Passage:
How can I use a variable to specify the field length when using scanf. For example:

char word[20+1];
scanf(file, "%20s", word);

Also, is it correct to use 20+1 (since it needs to add a \0 at the end?). Instead, I'd like to have something like:

#define MAX_STRING_LENGTH 20

and then

char word[MAX_STRING_LENGTH+1];
scanf(file, "%"MAX_STRING_LENGTH"s", word); // what's the correct syntax here..?

Is this possible? How about if it's a variable like:

int length = 20;
char word[length+1];
scanf(file, "%" length "%s", word); // what's the correct syntax here..?

Thanks.

A: 

http://www.manpagez.com/man/3/scanf/

I don't see one. Therefore you're going to be creating your formatting string with sprintf or whatever (if you were coding in C++ you wouldn't be using either).

Your macro version is possible. You could look in the boost preprocessor library for STRINGIFY and either use it or see how it works.

Are you really writing in C++ here or in C? If in C then you're doing what you have to do. If you're actually writing C++ and not just considering the two the same language then you have many much better options for reading data from strings.

Noah Roberts
+3  A: 

The following should do what you need for the first case.

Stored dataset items
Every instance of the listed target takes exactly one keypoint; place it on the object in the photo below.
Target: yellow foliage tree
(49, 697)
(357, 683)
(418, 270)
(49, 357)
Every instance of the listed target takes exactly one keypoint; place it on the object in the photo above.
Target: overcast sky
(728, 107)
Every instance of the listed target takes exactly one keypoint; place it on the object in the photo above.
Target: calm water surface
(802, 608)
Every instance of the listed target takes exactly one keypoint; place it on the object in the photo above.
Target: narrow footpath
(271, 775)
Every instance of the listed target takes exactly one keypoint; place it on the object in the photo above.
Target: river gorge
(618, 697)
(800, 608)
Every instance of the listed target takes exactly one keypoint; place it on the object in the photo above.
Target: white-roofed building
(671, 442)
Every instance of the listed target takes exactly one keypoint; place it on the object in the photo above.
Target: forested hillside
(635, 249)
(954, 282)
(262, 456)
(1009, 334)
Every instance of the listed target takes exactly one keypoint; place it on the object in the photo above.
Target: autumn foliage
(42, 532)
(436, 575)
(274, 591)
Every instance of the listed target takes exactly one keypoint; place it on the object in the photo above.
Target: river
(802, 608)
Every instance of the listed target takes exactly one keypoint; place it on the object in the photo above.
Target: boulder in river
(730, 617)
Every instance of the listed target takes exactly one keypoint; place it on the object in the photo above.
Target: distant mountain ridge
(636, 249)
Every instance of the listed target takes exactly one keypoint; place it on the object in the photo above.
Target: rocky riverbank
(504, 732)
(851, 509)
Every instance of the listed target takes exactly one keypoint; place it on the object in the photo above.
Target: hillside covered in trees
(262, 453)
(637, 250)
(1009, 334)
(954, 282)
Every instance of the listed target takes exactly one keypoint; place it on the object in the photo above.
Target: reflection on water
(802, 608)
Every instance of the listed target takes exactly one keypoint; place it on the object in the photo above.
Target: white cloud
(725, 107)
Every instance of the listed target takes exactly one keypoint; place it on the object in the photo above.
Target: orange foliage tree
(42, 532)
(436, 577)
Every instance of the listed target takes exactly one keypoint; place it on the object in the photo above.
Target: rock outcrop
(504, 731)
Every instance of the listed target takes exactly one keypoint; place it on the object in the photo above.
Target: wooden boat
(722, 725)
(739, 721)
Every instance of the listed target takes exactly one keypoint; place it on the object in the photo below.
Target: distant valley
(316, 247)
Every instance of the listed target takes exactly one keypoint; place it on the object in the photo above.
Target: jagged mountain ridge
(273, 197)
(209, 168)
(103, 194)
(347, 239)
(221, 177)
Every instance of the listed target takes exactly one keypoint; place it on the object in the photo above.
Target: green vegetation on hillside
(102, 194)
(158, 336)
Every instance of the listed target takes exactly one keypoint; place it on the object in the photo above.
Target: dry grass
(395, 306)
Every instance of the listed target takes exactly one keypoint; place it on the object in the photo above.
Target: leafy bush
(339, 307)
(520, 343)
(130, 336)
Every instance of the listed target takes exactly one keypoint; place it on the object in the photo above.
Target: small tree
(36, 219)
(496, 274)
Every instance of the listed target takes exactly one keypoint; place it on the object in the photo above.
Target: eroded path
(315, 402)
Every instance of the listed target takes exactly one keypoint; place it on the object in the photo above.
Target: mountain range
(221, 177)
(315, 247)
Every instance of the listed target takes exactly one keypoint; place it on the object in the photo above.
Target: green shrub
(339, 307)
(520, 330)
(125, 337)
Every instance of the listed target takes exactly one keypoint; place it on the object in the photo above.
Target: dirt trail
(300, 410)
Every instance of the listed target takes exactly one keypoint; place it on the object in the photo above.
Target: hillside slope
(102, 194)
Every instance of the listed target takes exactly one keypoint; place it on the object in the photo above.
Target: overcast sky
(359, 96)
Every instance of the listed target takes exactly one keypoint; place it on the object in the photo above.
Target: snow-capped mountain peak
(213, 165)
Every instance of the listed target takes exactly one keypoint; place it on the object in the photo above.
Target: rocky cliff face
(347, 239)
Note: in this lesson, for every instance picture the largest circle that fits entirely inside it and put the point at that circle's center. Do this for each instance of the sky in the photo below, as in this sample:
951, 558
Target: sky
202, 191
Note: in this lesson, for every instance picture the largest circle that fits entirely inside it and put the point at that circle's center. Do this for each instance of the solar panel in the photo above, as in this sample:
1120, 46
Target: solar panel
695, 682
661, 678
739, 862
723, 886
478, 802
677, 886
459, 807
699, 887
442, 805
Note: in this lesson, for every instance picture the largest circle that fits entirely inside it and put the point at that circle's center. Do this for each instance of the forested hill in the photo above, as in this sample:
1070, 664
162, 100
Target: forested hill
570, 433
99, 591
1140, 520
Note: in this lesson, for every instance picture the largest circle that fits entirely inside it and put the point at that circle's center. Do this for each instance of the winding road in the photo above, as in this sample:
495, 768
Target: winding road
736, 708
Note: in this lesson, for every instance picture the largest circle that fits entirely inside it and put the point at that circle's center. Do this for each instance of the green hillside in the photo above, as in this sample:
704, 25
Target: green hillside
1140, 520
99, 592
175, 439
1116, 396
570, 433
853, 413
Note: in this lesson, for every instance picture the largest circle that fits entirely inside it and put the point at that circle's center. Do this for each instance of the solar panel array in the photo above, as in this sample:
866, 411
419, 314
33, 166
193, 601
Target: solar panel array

What this task involves: Reproduce the portion of the scanf discussion above starting with "I don't see" and going on through "the first case.".

Written answer:
I don't see one. Therefore you're going to be creating your formatting string with sprintf or whatever (if you were coding in C++ you wouldn't be using either).

Your macro version is possible. You could look in the boost preprocessor library for STRINGIFY and either use it or see how it works.

Are you really writing in C++ here or in C? If in C then you're doing what you have to do. If you're actually writing C++ and not just considering the two the same language then you have many much better options for reading data from strings.

Noah Roberts
+3  A: 

The following should do what you need for the first case.